*STORED RECORDS*
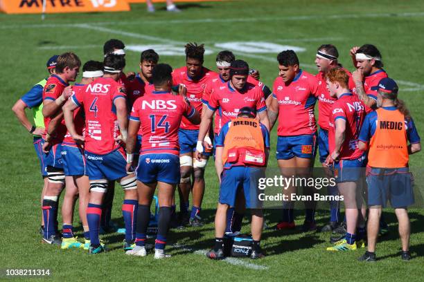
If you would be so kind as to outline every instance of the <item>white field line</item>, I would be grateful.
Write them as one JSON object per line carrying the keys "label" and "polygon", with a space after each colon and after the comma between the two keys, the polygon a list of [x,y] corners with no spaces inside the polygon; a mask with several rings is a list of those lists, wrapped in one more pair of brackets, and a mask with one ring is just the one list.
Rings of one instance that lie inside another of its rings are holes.
{"label": "white field line", "polygon": [[[233,22],[255,22],[255,21],[308,21],[311,19],[363,19],[363,18],[378,18],[378,17],[424,17],[424,12],[399,12],[399,13],[368,13],[368,14],[342,14],[328,15],[309,15],[309,16],[288,16],[288,17],[246,17],[246,18],[229,18],[229,19],[171,19],[171,20],[143,20],[132,21],[99,21],[85,23],[86,24],[103,24],[103,25],[130,25],[135,24],[206,24],[206,23],[233,23]],[[2,25],[0,29],[10,28],[55,28],[69,27],[77,26],[78,24],[13,24]]]}
{"label": "white field line", "polygon": [[[159,37],[155,37],[155,36],[152,36],[152,35],[143,35],[141,33],[130,32],[127,32],[124,30],[114,30],[112,28],[105,28],[103,26],[92,26],[92,25],[86,24],[76,24],[76,25],[73,25],[73,26],[76,28],[80,28],[96,30],[96,31],[103,32],[107,32],[109,34],[123,35],[123,36],[127,36],[128,37],[137,38],[137,39],[144,39],[144,40],[150,40],[150,41],[155,41],[155,42],[160,42],[160,43],[168,44],[175,44],[175,45],[182,45],[182,46],[186,44],[186,42],[172,40],[170,39]],[[215,48],[215,47],[209,47],[209,48],[210,50],[213,50],[217,52],[221,50],[220,49]],[[239,55],[249,57],[249,58],[259,59],[262,59],[264,61],[274,62],[274,63],[276,62],[276,58],[272,58],[268,56],[250,54],[250,53],[247,53],[240,52],[240,51],[236,51],[236,50],[233,50],[233,53],[236,55]],[[303,68],[308,68],[311,70],[316,70],[316,68],[317,68],[315,65],[308,64],[301,64],[301,66]],[[418,83],[415,83],[415,82],[407,82],[407,81],[403,81],[403,80],[398,80],[398,83],[399,83],[399,84],[400,85],[406,85],[407,86],[410,86],[409,88],[407,88],[401,89],[402,91],[405,91],[405,92],[418,91],[424,89],[424,85],[420,84]]]}
{"label": "white field line", "polygon": [[[184,251],[192,252],[193,254],[200,254],[201,256],[206,256],[206,254],[208,252],[208,251],[206,250],[194,250],[193,249],[188,248],[188,247],[185,247],[184,245],[182,245],[179,244],[174,244],[172,247],[175,249],[182,250]],[[268,267],[267,266],[259,265],[256,265],[254,263],[248,263],[247,261],[245,261],[243,260],[236,258],[227,257],[220,261],[223,261],[224,263],[229,263],[233,265],[237,265],[237,266],[241,266],[241,267],[246,267],[246,268],[249,268],[251,270],[265,270],[268,269]]]}

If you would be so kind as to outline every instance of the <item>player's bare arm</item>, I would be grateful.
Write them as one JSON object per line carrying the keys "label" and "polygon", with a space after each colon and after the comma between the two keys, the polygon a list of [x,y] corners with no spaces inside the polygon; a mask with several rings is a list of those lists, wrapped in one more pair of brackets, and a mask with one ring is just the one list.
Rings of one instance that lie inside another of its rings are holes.
{"label": "player's bare arm", "polygon": [[273,98],[267,111],[268,120],[270,122],[270,131],[272,130],[272,128],[275,124],[275,122],[279,117],[279,102],[276,99]]}
{"label": "player's bare arm", "polygon": [[115,99],[114,104],[116,107],[116,118],[118,124],[119,124],[119,131],[121,131],[120,139],[125,143],[127,142],[128,118],[127,111],[126,99],[123,97],[120,97]]}
{"label": "player's bare arm", "polygon": [[258,118],[259,118],[259,121],[263,125],[265,126],[268,131],[270,131],[270,120],[268,118],[268,115],[267,114],[267,111],[262,111],[258,113]]}
{"label": "player's bare arm", "polygon": [[356,88],[356,93],[360,100],[364,102],[366,106],[370,108],[373,108],[376,106],[376,100],[371,98],[365,93],[363,84],[363,75],[360,70],[356,70],[352,73],[352,79],[355,82],[355,87]]}
{"label": "player's bare arm", "polygon": [[71,134],[71,136],[77,142],[84,142],[84,137],[78,135],[75,129],[75,124],[73,123],[73,111],[78,106],[72,101],[68,101],[62,108],[63,111],[63,118],[67,125],[67,129]]}
{"label": "player's bare arm", "polygon": [[25,109],[28,108],[26,104],[21,99],[17,100],[16,103],[12,107],[12,111],[15,113],[15,115],[21,122],[22,126],[28,131],[29,133],[33,135],[41,135],[44,132],[44,129],[41,127],[36,127],[33,131],[33,124],[28,120],[26,114],[25,113]]}
{"label": "player's bare arm", "polygon": [[53,115],[62,108],[62,106],[71,95],[72,86],[69,86],[64,88],[62,95],[55,100],[46,100],[43,101],[43,115],[45,118]]}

*WORK TO COMPLETE*
Find every line in the listing above that contains the string "would" and copy those lines out. Case matters, so an uppercase or lowercase difference does not count as a match.

*WORKED ANSWER*
If you would be so kind as to outline every instance of the <item>white field line</item>, I would be grateful.
If you would be so kind as to outline every instance of the <item>player's bare arm</item>, I would be grateful.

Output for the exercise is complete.